» **WHAT YOU WILL DO**:
In the listing below, count every line that contains "kayaker". Give nothing but the number.

» **THE INPUT**:
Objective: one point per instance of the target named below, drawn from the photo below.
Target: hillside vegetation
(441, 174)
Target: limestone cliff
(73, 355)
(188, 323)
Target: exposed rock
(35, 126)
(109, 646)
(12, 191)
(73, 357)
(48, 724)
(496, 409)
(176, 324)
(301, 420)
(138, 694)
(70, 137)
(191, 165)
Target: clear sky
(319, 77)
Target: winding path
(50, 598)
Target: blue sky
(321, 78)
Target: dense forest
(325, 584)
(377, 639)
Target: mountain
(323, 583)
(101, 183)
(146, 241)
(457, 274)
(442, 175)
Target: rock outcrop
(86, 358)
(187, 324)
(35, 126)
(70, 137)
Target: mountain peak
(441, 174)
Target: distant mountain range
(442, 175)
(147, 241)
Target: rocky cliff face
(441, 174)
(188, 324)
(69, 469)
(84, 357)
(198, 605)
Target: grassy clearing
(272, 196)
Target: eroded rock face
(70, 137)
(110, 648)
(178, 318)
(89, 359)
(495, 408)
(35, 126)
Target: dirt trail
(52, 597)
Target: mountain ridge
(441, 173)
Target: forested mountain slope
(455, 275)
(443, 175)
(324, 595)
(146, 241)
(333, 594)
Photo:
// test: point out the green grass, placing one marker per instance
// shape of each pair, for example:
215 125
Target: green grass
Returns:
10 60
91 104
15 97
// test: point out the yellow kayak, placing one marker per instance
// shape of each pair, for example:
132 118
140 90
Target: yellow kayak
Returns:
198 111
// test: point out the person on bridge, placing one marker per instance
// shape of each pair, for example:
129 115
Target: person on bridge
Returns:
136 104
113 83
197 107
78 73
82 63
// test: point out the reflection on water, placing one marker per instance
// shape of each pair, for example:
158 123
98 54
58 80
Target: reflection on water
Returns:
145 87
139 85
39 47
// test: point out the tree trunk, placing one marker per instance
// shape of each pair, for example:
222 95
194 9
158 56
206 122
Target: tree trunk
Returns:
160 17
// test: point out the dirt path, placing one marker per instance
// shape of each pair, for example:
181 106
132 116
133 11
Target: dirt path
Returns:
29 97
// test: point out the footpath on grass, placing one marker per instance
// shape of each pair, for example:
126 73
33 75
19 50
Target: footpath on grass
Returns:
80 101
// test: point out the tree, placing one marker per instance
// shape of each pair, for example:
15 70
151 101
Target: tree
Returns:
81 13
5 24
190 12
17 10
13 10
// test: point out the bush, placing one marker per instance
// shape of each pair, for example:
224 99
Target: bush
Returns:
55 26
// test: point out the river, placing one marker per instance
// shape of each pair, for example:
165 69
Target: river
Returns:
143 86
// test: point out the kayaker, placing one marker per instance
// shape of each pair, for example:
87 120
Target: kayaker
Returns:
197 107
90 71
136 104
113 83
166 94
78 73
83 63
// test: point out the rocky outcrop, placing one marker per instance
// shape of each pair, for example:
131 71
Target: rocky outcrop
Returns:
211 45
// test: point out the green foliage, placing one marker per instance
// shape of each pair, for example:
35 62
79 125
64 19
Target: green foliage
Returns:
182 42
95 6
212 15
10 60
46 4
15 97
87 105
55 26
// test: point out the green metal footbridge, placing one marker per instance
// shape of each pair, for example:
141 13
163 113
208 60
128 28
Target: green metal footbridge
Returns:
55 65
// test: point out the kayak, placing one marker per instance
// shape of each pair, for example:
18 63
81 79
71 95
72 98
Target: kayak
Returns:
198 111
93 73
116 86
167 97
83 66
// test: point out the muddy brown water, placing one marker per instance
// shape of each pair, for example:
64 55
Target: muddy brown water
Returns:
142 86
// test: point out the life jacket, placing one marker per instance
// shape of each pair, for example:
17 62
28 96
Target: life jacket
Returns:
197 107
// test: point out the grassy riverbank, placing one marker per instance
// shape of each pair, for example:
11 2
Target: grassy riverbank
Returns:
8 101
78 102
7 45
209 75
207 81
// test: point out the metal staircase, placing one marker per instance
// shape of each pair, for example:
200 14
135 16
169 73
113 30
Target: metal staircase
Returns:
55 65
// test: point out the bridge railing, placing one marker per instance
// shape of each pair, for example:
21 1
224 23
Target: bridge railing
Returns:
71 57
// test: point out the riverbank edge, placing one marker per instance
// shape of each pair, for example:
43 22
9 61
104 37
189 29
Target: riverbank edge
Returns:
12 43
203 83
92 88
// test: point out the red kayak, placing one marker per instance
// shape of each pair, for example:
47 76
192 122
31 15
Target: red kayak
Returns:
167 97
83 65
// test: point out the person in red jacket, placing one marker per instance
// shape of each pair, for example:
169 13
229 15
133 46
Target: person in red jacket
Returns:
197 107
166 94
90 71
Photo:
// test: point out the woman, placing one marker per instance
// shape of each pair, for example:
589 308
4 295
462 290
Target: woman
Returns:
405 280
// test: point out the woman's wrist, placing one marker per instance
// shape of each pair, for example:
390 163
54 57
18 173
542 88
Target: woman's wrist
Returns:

» **RESPONSE AREA**:
2